Short problem: Turn the records, from the line containing "Where can the yellow" through the last line, into a JSON list of strings with one string per line and no blank lines.

Raw records:
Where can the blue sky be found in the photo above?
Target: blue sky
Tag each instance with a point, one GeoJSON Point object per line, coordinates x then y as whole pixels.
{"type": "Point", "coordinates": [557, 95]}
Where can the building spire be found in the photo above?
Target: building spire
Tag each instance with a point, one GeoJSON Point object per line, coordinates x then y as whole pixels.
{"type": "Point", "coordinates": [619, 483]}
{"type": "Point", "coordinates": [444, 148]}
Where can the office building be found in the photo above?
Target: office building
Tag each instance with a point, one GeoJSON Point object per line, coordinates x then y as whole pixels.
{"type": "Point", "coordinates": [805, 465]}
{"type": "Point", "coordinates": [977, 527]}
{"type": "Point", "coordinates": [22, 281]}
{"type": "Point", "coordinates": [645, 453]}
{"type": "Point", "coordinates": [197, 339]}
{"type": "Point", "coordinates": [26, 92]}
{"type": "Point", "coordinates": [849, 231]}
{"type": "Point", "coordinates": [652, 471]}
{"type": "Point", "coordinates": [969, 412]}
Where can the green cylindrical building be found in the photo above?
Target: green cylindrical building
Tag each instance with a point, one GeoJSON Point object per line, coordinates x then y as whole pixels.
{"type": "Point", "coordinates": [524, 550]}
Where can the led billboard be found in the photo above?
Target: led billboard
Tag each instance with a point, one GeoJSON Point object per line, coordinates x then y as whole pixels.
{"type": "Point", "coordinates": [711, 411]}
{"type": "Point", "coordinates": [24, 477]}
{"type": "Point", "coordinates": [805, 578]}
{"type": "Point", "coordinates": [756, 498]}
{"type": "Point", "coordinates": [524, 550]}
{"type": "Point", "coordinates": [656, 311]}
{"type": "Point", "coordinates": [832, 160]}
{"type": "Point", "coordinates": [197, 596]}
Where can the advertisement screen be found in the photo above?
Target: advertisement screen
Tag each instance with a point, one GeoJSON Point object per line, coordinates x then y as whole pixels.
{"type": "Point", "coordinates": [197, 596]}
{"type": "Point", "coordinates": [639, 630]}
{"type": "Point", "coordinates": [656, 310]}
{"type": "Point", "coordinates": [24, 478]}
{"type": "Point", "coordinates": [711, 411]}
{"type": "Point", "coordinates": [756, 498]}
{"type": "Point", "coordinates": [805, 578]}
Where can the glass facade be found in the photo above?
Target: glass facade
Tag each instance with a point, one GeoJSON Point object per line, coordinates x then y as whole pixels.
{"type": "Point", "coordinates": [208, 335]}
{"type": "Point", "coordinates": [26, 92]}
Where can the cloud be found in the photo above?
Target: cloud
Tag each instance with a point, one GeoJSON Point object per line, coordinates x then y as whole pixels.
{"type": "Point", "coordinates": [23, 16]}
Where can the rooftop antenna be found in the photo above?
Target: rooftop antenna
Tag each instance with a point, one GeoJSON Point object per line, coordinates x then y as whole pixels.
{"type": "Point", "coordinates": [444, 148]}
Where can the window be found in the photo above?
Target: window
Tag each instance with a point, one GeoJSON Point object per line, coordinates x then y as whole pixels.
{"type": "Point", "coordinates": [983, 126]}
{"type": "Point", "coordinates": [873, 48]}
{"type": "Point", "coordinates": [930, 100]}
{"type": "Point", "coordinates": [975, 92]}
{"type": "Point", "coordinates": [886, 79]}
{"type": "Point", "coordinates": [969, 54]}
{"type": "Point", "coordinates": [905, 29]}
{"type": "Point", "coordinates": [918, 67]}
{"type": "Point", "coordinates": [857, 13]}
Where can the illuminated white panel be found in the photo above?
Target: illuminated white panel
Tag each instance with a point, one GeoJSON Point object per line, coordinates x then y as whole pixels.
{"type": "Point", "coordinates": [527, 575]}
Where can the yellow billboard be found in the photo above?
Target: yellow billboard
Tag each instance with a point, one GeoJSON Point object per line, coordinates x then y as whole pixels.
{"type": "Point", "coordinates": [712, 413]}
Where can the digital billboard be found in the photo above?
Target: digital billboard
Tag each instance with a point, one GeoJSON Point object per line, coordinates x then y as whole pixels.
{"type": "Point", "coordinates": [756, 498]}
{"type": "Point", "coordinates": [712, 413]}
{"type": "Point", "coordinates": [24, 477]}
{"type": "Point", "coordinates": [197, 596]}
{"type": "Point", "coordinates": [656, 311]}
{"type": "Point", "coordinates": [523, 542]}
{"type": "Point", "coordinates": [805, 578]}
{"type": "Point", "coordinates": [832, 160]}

Task solution:
[
  "Where can the yellow billboard be found in the photo above?",
  "Target: yellow billboard",
  "Tag each instance with a point, one GeoJSON Point object per line, coordinates x then y as whole pixels.",
  "{\"type\": \"Point\", \"coordinates\": [712, 413]}",
  "Where can the digital billboard be found in the photo above?",
  "Target: digital billboard",
  "Tag each instance with a point, one GeoJSON Point object per line, coordinates x then y as whole pixels.",
  "{\"type\": \"Point\", \"coordinates\": [756, 498]}",
  "{\"type\": \"Point\", \"coordinates\": [712, 413]}",
  "{\"type\": \"Point\", \"coordinates\": [24, 477]}",
  "{\"type\": \"Point\", \"coordinates\": [197, 596]}",
  "{\"type\": \"Point\", \"coordinates\": [656, 311]}",
  "{\"type\": \"Point\", \"coordinates\": [523, 542]}",
  "{\"type\": \"Point\", \"coordinates\": [805, 578]}",
  "{\"type\": \"Point\", \"coordinates\": [832, 160]}"
]